Hadisler üzerine olan alıntıya göre, hadislerin etkin bir meşrulaştırma gücü olabilmesi için Resul'ün hangi konuma getirilmesi gerekirdi?

##### Alıntı

Bir konuda Resul’ün konuşması önemli bir şeydi ve her bir inananı bağlardı. Ancak Resulün söz ve davranışlarının/hadislerin etkin bir meşrulaştırma gücünün olabilmesi için Resul’ün tarih üstü bir konuma getirilmesi ve Kur’an gibi tartışmasız, mutlak bağlayıcılığa sahip olması gerekirdi. Bu da hadislerin, tarih, mekân ve zaman üstü bir niteliğe sahip bir resule ait bir “kelam” olması durumunda ancak her kelimesi vahiy olan Kur’an gibi bir otorite olabilir, vahyi bir kelam olarak kabul görebilirdi. Öyle de oldu, daha doğrusu öyle algılanması sağlandı. Yani yaşananlar, kültürel etkilenmeler, tepkisellikler, çekilen sıkıntılar, yaşanılan refah, siyasi baskılar veya iktidar hırsı, Müslüman toplumun önemli bir kesimini böyle bir noktaya getirdi.

##########
##### Kayıtlı Veriler

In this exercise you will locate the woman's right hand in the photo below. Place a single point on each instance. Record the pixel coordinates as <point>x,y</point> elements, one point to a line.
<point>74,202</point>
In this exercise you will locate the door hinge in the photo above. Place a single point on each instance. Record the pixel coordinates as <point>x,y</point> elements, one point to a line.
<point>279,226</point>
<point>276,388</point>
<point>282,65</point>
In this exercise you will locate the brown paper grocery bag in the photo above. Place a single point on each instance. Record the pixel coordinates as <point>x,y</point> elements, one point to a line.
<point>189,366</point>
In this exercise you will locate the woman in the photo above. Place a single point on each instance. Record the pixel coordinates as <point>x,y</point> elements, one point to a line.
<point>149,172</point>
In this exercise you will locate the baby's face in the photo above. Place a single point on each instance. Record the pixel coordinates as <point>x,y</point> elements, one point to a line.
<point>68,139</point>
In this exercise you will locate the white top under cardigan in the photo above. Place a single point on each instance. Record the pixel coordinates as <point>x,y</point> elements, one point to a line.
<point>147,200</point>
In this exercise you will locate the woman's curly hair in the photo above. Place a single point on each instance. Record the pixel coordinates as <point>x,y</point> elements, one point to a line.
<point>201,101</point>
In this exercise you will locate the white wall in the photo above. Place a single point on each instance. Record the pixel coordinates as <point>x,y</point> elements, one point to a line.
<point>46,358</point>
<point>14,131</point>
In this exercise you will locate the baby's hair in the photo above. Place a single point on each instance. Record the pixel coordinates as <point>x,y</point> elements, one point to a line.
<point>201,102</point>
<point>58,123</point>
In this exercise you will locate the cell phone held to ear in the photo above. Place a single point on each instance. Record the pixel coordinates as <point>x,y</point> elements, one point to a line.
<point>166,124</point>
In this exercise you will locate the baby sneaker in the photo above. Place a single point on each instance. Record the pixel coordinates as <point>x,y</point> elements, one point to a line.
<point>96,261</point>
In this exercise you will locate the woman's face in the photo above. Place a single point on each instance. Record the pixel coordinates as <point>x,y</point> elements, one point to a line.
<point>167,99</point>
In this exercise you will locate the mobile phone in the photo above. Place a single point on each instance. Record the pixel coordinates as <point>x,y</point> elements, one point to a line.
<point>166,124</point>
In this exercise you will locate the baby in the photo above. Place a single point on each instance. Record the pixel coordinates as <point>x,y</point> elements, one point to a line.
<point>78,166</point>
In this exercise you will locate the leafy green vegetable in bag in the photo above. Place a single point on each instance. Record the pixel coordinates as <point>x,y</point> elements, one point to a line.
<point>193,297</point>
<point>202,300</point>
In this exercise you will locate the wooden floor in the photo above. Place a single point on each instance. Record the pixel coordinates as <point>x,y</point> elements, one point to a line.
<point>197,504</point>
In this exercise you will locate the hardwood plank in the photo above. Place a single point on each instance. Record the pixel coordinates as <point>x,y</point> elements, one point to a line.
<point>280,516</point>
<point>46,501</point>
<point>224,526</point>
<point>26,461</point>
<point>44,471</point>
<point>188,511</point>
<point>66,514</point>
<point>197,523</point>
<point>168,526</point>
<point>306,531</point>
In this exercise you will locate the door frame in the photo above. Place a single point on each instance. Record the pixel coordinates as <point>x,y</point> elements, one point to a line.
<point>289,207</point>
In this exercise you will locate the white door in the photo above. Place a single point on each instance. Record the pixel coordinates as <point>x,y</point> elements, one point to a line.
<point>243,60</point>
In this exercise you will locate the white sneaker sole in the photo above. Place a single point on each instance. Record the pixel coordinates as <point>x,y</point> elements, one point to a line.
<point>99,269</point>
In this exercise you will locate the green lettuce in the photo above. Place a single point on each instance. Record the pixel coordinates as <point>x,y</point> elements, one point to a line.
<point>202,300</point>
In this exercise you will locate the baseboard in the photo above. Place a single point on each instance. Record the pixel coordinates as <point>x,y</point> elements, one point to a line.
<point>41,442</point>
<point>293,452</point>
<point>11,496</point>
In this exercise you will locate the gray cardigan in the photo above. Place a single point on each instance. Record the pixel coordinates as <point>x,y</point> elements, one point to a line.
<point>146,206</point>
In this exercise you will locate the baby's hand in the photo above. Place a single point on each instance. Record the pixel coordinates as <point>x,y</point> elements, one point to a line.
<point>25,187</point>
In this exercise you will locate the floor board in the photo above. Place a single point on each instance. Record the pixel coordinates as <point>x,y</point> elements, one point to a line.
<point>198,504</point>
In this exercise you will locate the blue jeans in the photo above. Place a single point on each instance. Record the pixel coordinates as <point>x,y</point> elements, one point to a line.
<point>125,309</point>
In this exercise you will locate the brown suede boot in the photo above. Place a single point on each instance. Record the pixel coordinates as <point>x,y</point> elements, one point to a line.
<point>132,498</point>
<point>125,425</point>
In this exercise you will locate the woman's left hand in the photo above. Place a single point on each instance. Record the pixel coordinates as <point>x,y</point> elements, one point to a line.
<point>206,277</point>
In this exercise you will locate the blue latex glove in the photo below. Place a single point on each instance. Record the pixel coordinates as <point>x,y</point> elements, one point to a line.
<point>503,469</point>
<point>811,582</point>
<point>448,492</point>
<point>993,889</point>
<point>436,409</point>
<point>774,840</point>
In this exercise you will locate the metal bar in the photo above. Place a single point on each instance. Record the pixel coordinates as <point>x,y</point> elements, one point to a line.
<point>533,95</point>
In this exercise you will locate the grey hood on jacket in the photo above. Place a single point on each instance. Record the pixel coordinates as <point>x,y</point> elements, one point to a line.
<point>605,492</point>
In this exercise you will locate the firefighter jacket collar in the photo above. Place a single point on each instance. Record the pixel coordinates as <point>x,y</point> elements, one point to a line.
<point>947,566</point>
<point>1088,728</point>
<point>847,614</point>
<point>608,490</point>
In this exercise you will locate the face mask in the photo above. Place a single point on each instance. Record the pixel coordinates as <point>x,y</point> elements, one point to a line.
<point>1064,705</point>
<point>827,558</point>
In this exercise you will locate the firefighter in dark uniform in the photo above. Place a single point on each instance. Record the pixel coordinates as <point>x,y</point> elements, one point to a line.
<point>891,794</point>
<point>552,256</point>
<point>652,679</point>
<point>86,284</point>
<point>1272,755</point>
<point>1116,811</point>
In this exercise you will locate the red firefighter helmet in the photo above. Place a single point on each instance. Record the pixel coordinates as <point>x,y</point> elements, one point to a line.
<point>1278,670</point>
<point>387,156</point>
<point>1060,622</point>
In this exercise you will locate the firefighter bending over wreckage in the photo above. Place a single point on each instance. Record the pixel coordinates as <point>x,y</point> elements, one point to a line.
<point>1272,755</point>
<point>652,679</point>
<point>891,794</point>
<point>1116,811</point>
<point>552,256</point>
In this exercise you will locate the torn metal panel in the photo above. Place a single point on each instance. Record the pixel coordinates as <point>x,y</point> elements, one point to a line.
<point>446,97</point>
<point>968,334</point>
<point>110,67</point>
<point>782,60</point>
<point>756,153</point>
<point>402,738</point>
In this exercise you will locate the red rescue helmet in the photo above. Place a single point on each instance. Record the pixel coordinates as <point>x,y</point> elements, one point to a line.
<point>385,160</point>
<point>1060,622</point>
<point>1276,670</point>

##########
##### Kayıtlı Veriler

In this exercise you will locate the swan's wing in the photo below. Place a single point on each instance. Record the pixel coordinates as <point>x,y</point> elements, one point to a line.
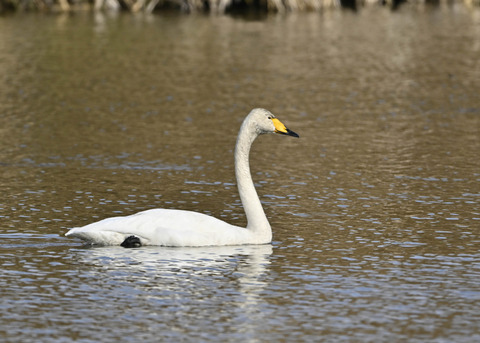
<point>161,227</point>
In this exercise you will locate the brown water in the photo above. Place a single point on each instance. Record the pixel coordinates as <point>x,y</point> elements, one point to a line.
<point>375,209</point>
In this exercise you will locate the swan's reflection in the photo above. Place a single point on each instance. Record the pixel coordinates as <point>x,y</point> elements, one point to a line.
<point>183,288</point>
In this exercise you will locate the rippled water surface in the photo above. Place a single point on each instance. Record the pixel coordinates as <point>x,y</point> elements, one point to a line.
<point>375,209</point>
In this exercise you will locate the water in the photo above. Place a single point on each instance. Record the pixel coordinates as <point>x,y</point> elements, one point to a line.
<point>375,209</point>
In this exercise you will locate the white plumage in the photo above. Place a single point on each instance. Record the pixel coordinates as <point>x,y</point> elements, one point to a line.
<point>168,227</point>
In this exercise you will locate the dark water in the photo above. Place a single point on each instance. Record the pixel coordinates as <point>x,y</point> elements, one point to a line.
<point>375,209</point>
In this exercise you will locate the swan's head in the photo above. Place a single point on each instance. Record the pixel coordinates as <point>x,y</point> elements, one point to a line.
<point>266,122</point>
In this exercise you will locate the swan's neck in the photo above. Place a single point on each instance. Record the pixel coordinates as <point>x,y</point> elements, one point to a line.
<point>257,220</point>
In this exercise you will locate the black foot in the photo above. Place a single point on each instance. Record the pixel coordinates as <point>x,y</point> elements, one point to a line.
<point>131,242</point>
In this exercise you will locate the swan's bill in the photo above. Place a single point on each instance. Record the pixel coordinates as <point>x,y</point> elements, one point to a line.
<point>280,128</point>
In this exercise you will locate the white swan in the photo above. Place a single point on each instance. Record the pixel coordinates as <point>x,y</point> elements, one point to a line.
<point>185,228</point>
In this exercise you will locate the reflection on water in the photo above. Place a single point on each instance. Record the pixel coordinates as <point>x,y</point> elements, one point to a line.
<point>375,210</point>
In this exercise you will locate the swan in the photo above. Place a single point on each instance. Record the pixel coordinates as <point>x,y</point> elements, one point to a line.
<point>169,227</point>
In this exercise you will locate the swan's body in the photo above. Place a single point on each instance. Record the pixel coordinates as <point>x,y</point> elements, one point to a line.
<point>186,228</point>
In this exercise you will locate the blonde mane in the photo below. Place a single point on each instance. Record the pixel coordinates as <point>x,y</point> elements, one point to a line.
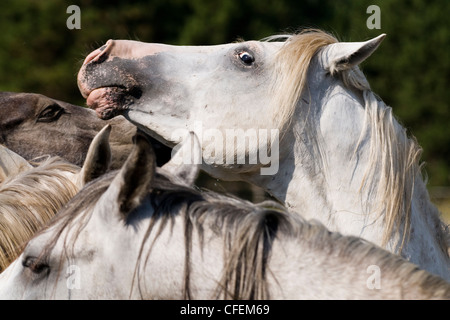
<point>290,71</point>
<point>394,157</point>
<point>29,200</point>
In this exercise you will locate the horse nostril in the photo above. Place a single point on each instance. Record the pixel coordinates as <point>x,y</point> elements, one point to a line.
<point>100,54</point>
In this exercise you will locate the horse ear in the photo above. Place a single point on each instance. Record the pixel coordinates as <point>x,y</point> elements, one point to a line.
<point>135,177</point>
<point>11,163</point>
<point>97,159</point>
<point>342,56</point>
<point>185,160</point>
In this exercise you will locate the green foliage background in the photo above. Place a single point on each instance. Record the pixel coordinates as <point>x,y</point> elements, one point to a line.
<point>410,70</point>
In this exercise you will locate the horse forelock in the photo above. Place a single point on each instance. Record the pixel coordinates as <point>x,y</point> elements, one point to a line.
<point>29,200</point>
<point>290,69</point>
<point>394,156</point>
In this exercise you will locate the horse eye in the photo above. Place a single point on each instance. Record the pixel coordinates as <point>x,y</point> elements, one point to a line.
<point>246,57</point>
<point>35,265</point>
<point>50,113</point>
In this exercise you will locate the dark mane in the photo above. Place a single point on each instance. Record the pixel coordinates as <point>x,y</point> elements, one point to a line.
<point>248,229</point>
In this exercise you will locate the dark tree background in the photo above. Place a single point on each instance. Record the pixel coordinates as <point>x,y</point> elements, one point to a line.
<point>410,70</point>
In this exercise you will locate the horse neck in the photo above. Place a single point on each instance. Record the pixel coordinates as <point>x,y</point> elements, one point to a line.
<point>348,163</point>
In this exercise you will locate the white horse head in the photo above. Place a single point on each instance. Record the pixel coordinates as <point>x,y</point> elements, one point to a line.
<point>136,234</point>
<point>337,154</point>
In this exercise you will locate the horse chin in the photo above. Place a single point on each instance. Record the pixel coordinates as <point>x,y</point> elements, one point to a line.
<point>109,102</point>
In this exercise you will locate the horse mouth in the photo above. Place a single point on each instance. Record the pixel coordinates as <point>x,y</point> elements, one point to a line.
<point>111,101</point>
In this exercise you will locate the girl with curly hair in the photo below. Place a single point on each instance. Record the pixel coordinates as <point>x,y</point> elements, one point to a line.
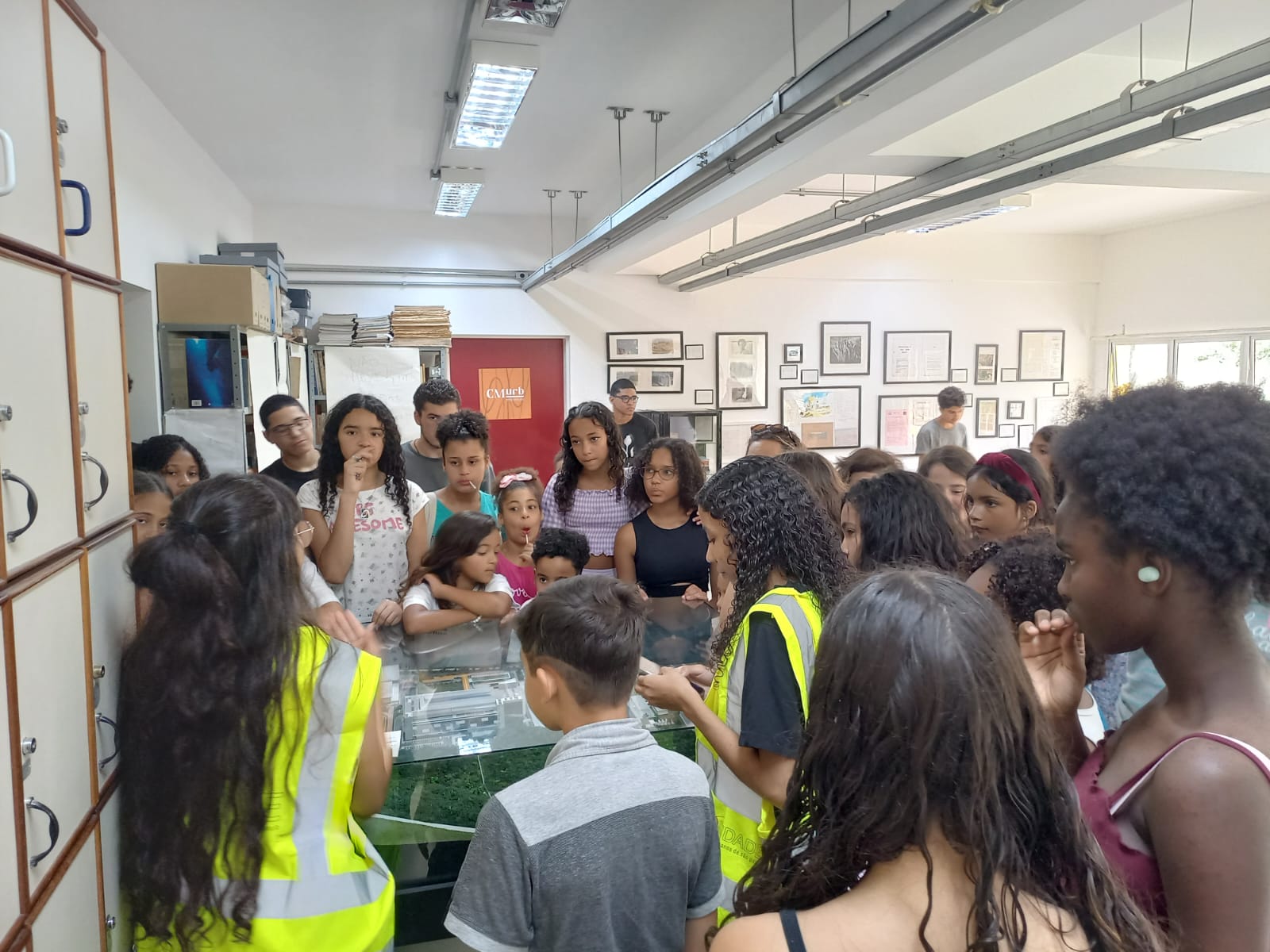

##########

— Yazılı Yanıt —
Tarih üstü bir konuma.